[TEXT EXCERPT]
--- START ---

From 2006 Philip worked with Brian on a computer model exploring the interpretation of meaning within the DNA code. Taking up Brian’s work on complexity and chaos theory has also led to an exciting partnership with Abocca herbal health company, restoring the whole herb as the qualitative source of health.

 

From his search to the source of science and spirit, there has flowed a series of presentations, workshops, papers. The Process and Pilgrimage forum, which he began in 2009 using elements of Basil Hiley’s mathematics of process and Satish Kumar’s philosophy of pilgrimage, has now reached Italy

 

 

 

 

Martin Crawford is the founder of the Agroforestry Research Trust which he set up a few years ago. He is now one of the foremost forest gardeners in the world. He has planned and carried out all research related to various aspects of Forest Gardening at his two sites in Devon.

 

He has also spent over 20 years in organic agriculture and horticulture, including working for the Yarner Trust in North Devon (teaching small-scale organic agriculture); growing food for a small hotel on the Isle of Iona; restoring the walled gardens of a manor house in mid-Devon; and running his own organic market garden and tree nursery in South Devon. He is also a director of 'Gaia', a Trust formed by James Lovelock to further his work.

--- END ---

[WORK ORDER A] According to the biographies, what led to Philip's partnership with the Abocca herbal health company? Answer in one to three sentences.
[WORK ORDER B] Please quote the biographies between "He has also" and "further his work.", inclusive.

[DATASET CONTENT]
--- START ---

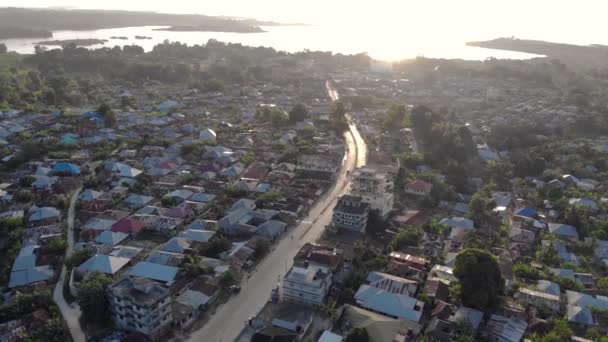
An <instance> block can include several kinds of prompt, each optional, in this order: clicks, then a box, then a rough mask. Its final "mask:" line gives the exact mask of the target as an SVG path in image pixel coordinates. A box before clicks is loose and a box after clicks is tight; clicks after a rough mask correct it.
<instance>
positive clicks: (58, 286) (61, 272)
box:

--- END ---

[WRITTEN SOLUTION A] Philip's partnership with Abocca came from taking up Brian's work on complexity and chaos theory. Its aim is to restore the whole herb as the qualitative source of health.

[WRITTEN SOLUTION B]
He has also spent over 20 years in organic agriculture and horticulture, including working for the Yarner Trust in North Devon (teaching small-scale organic agriculture); growing food for a small hotel on the Isle of Iona; restoring the walled gardens of a manor house in mid-Devon; and running his own organic market garden and tree nursery in South Devon. He is also a director of 'Gaia', a Trust formed by James Lovelock to further his work.